[start]

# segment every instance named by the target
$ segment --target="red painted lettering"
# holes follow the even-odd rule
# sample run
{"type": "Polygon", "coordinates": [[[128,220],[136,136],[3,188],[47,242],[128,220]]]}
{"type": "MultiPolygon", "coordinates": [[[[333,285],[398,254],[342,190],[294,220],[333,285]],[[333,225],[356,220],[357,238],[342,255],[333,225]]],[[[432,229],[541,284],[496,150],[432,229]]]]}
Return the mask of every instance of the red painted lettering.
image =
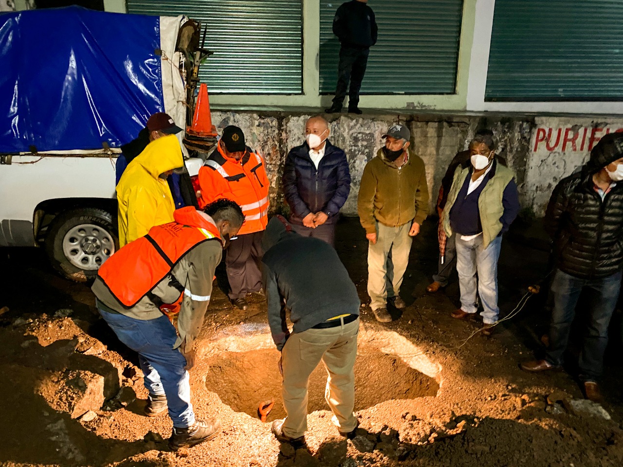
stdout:
{"type": "Polygon", "coordinates": [[[535,137],[535,151],[536,152],[536,149],[539,148],[539,143],[543,143],[545,141],[545,128],[537,128],[536,129],[536,136],[535,137]]]}
{"type": "Polygon", "coordinates": [[[549,128],[547,133],[547,141],[545,141],[545,148],[549,151],[553,151],[558,147],[558,144],[560,143],[560,136],[563,134],[563,129],[558,128],[558,134],[556,136],[556,143],[553,145],[551,144],[552,132],[553,129],[549,128]]]}
{"type": "Polygon", "coordinates": [[[588,128],[584,128],[584,134],[582,135],[582,145],[580,146],[580,151],[584,151],[584,144],[586,142],[587,133],[588,133],[588,128]]]}
{"type": "Polygon", "coordinates": [[[573,148],[574,151],[578,151],[578,148],[576,147],[576,141],[578,141],[578,137],[580,135],[579,132],[574,132],[573,128],[567,128],[564,130],[564,138],[563,138],[563,152],[564,153],[567,149],[567,143],[571,143],[571,147],[573,148]],[[571,133],[571,136],[569,136],[569,133],[571,133]]]}
{"type": "Polygon", "coordinates": [[[592,147],[595,145],[599,139],[601,139],[601,136],[596,136],[596,133],[601,133],[604,131],[603,128],[592,128],[591,130],[591,138],[588,139],[588,150],[591,151],[592,149],[592,147]]]}

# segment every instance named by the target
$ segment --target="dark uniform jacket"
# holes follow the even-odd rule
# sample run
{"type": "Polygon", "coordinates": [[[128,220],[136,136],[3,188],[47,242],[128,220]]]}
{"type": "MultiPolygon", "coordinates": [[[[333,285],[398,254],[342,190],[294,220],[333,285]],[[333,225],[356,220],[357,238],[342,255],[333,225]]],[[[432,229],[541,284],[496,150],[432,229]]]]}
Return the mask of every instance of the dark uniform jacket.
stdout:
{"type": "Polygon", "coordinates": [[[623,182],[603,200],[593,174],[623,157],[623,134],[607,134],[582,170],[563,179],[549,199],[545,228],[559,269],[581,279],[607,277],[623,265],[623,182]]]}
{"type": "Polygon", "coordinates": [[[283,194],[292,213],[290,221],[302,224],[311,212],[322,211],[335,224],[350,192],[350,171],[346,155],[327,139],[325,155],[314,165],[307,143],[292,148],[283,167],[283,194]]]}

[end]

To be done>
Reproduce every line exactly and omit all pictures.

Finished answer>
# segment every instance named by the target
$ segment --target="red painted lettering"
# holes follow the even-odd rule
# sample run
{"type": "Polygon", "coordinates": [[[128,220],[136,136],[3,188],[47,242],[128,220]]]}
{"type": "MultiPolygon", "coordinates": [[[[333,285],[398,254],[342,190],[294,220],[333,285]],[[333,225],[356,220],[357,238],[342,255],[333,225]]],[[[432,229],[541,284],[496,150],[432,229]]]]}
Return the mask of every instance of the red painted lettering.
image =
stdout:
{"type": "Polygon", "coordinates": [[[535,137],[535,151],[536,152],[536,149],[539,148],[539,143],[543,143],[545,141],[545,128],[537,128],[536,129],[536,136],[535,137]]]}
{"type": "Polygon", "coordinates": [[[549,128],[547,133],[547,141],[545,141],[545,148],[549,151],[553,151],[558,147],[558,144],[560,143],[560,136],[563,134],[563,129],[558,128],[558,134],[556,136],[556,143],[553,145],[551,144],[552,132],[553,129],[549,128]]]}
{"type": "Polygon", "coordinates": [[[588,128],[584,128],[584,134],[582,135],[582,145],[580,146],[580,151],[584,151],[584,144],[586,142],[587,133],[588,133],[588,128]]]}
{"type": "Polygon", "coordinates": [[[573,148],[574,151],[578,151],[578,148],[576,147],[576,141],[578,141],[578,137],[580,135],[579,132],[574,132],[573,128],[567,128],[564,130],[564,138],[563,138],[563,152],[564,153],[567,149],[567,143],[571,143],[571,147],[573,148]],[[571,133],[571,136],[569,136],[569,133],[571,133]]]}
{"type": "Polygon", "coordinates": [[[592,147],[595,145],[599,139],[601,139],[601,136],[596,136],[596,133],[601,133],[604,131],[603,128],[592,128],[591,130],[591,138],[588,139],[588,150],[591,151],[592,149],[592,147]]]}

# segment every instance named by the target
$ segment --target="dark uniform jacket"
# holes follow the even-odd rule
# sample run
{"type": "Polygon", "coordinates": [[[128,220],[136,136],[3,188],[47,242],[128,220]]]}
{"type": "MultiPolygon", "coordinates": [[[[333,285],[398,254],[342,190],[294,220],[333,285]],[[333,225],[356,220],[357,238],[342,255],[333,225]]],[[[432,229],[541,284],[496,150],[432,229]]]]}
Return the mask of every instance of the dark uniform jacket.
stdout:
{"type": "Polygon", "coordinates": [[[623,182],[603,200],[593,174],[623,157],[623,134],[607,134],[582,170],[563,179],[549,199],[545,228],[559,269],[581,279],[607,277],[623,265],[623,182]]]}
{"type": "Polygon", "coordinates": [[[283,194],[292,213],[290,221],[302,224],[311,212],[322,211],[335,224],[350,192],[350,171],[346,155],[327,139],[325,155],[314,165],[307,143],[292,148],[283,167],[283,194]]]}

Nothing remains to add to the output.